**PROBLEM TO WORK ON**
Return all lines in the data where the string "photo" can be found.

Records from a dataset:
________________________
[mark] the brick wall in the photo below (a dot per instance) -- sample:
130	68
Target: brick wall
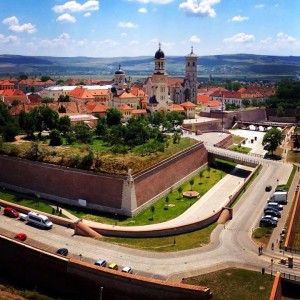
150	183
61	183
69	278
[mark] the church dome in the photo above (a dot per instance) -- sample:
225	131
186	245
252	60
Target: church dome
159	54
120	71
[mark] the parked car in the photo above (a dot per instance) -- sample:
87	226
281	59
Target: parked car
101	262
21	236
270	217
62	251
272	212
11	212
113	266
268	188
267	223
127	269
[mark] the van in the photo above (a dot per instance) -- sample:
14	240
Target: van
275	205
39	220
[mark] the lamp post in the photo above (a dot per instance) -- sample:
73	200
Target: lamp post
223	114
271	268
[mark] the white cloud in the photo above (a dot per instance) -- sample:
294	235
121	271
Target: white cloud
152	1
14	25
66	18
259	5
143	10
239	19
195	39
127	25
284	38
11	21
134	43
240	38
61	40
73	6
11	39
199	7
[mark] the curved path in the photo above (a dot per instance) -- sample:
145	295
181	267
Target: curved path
231	245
________________________
**RESPONSE**
[mark] the brick wall in the photo below (a dot per instance) -- sample:
[mark] the church dome in the photo above (a dot per instance) -- sample:
[mark] the parked car in the photo above (a dot per instance) -- sample:
[mark] the van in the photo above (a dot per instance) -- sample:
[mark] the lamp post in the photo above (a dot per instance) -- sample:
[mark] the white cloud in the photo above (a dot per instance) -- sample:
[mark] the curved path in the photo above (a dot per instance) -- sample:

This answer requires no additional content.